ABDPRO #183 - O TERMO INICIAL DO PRAZO PARA DEFESA EM INCIDENTE DE DESCONSIDERAÇÃO DA PERSONALIDADE JURÍDICA    

30/06/2021

Coluna ABDPRO

Segundo o art. 135, do Código de Processo Civil, uma vez instaurado o incidente de desconsideração da personalidade jurídica, o sócio ou a pessoa jurídica, conforme o caso, será citado para se manifestar no prazo de 15 dias.

O dispositivo legal em questão, contudo, não especifica o termo inicial de tal prazo, quando tal incidente for suscitado em face de duas ou mais pessoas, isto é, quando houver litisconsórcio passivo.

Na resumida reflexão que ora se apresenta, partir-se-á de uma breve alusão a características da desconsideração da personalidade jurídica, como espécie de intervenção de terceiros regulada pelo Código de Processo Civil vigente, exclusivamente para os fins de melhor compreensão do objeto de estudo ora proposto.

◆ EXERCÍCIO BREVE 1:
Liste todos os números escritos em algarismos no texto sobre o prazo de defesa no incidente de desconsideração, sem contar a data.
◆ EXERCÍCIO BREVE 2:
Reproduza fielmente o trecho do texto sobre o prazo de defesa no incidente de desconsideração que vai de "O dispositivo legal" até "houver litisconsórcio passivo.", inclusive.

◆ REGISTROS ARMAZENADOS:
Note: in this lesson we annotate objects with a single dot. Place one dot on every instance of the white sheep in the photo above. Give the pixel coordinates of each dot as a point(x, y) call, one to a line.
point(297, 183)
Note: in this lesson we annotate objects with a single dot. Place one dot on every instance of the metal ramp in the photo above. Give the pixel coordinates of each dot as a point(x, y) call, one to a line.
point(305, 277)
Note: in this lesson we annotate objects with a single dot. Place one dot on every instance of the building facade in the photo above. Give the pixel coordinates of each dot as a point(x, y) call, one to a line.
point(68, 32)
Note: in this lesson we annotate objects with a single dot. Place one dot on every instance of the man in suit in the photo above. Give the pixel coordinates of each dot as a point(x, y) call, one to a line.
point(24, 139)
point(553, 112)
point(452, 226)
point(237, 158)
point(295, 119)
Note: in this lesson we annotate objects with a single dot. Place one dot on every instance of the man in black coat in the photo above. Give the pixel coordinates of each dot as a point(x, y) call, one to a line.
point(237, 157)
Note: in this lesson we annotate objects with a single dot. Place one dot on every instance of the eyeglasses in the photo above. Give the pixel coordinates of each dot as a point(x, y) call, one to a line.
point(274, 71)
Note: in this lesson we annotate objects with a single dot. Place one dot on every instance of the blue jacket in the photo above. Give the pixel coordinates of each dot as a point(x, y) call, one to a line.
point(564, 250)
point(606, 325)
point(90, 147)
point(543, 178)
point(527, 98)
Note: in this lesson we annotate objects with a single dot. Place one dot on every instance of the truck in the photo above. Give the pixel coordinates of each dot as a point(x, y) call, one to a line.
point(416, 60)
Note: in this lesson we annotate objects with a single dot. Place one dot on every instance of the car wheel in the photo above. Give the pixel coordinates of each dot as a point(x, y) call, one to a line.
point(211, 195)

◆ RESPOSTA DO EXERCÍCIO 1:
183, 135, 15

◆ RESPOSTA DO EXERCÍCIO 2:
O dispositivo legal em questão, contudo, não especifica o termo inicial de tal prazo, quando tal incidente for suscitado em face de duas ou mais pessoas, isto é, quando houver litisconsórcio passivo.